(Passage shown)
╔══

DAYTON — Wright State University biologist Lisa Kenyon, who has been honored for her efforts to improve the scientific literacy of students, has been elected board director of the National Science Teachers Association’s (NSTA) college science teaching division.
The division was recently changed to postsecondary division, making it more inclusive of Advanced Placement teachers, high school teachers teaching college courses, community colleges and four-year colleges.
“It’s an exciting time for NSTA,” said Kenyon, associate professor of biological sciences who teaches in the College of Science and Mathematics. “I am very honored to be elected to this director division. As director of my division standing committee, our focus will be on improving college student success.”
The Board of Directors is comprised of 10 division directors and three NSTA presidents. Terms of office are for three years, with Kenyon beginning her term June 1. As a fixed responsibility of office, the division directors each serve as chairperson of the related Division Standing Committee. Members of the Board of Directors attend all meetings of the Congress and Council as nonvoting observers.
The association is the largest organization in the world committed to promoting excellence and innovation in science teaching and learning for all. Members are currently voting on a NSTA name change to National Science Teaching Association to make it more inclusive of all who teach science, not only teachers. NSTA’s current membership is about 50,000.
“Having seen Lisa’s ideas about teaching for these years at Wright State, I am confident in saying that there couldn’t be a better choice,” said David Goldstein, professor and chair of the Department of Biological Sciences. “It makes me happy to think that she will have a strong voice in national-level discussions about college science teaching.”
Kenyon’s research focuses on student learning and teaching about scientific practices in K–12 and teacher education. Her teaching initiatives are implemented in science major, non-science major and education courses at Wright State, and her collaboratively developed middle school science curriculum is used nationally.
Kenyon said reaffirming the value of scientific literacy is perhaps now more important than ever and that there is a pedagogical shift emerging in K–12 classrooms across the country.
“Students are arguing with evidence, using technology to communicate ideas, and reasoning to explain phenomena,” she said. “College students are bringing these new science skills to our college classrooms, and it is our mission to continue to build on this student energy toward improving science literacy and preparing students to move in a world of evidence-based decisions.”
Kenyon initiated the Ph.D. Biomedical Science Education Track in Biomedical Sciences. Her lab has consistently provided undergraduate and graduate students opportunities to become involved in science education research at every level. Those students continue to be leaders in the field.
Kenyon is a recipient of the 2017 Affiliate Societies Council Outstanding Engineers and Scientists Award. In 2016, she was honored as the Robert J. Kegerreis Distinguished Professor of Teaching at Wright State.
Kenyon holds a bachelor’s degree in biology from the University of Missouri-Kansas City, a master’s in wildlife and fisheries sciences from Texas A&M and her Ed.D. in curriculum and instruction-science education from the University of Houston. Her postdoc in science education research was completed at Northwestern.

╚══

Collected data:
╔══

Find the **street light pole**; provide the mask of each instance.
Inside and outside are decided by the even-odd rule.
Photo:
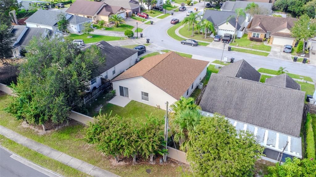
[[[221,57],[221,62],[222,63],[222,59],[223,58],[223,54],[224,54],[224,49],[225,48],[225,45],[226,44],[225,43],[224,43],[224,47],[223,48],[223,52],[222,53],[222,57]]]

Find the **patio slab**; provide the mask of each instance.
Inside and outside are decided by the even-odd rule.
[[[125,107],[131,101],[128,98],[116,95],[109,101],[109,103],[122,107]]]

╚══
╔══

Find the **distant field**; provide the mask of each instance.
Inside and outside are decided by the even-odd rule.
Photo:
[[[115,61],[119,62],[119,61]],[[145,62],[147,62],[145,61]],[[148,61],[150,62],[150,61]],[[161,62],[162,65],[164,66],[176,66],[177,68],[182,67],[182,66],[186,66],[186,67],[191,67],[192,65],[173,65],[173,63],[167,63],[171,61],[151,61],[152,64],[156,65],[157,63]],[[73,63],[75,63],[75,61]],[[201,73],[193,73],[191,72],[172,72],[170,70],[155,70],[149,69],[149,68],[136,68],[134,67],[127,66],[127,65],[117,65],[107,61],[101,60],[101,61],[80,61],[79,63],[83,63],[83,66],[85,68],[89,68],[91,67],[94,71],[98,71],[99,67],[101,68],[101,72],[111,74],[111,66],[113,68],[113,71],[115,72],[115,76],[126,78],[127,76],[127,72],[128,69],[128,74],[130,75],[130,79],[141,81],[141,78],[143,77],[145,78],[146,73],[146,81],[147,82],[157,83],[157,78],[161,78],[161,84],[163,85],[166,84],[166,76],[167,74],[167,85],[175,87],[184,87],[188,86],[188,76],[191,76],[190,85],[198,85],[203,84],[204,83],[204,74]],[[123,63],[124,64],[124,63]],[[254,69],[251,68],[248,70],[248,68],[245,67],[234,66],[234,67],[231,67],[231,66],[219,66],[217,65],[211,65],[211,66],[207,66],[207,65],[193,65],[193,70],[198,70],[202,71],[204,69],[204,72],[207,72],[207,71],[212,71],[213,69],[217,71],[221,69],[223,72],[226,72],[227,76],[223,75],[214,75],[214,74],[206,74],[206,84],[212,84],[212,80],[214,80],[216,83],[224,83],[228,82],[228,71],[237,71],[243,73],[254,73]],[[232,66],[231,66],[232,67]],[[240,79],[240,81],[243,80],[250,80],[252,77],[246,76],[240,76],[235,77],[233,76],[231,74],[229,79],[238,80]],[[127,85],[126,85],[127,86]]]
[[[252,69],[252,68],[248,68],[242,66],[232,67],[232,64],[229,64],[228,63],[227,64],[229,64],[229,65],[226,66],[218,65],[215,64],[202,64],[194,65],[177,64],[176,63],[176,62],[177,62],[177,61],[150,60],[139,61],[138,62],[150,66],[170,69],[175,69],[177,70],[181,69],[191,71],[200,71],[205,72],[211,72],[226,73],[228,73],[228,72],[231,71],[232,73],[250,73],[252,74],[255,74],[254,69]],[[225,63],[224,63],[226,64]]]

╚══

According to the article on Lisa Kenyon's election, how long is a term of office on the NSTA Board of Directors?

Three years.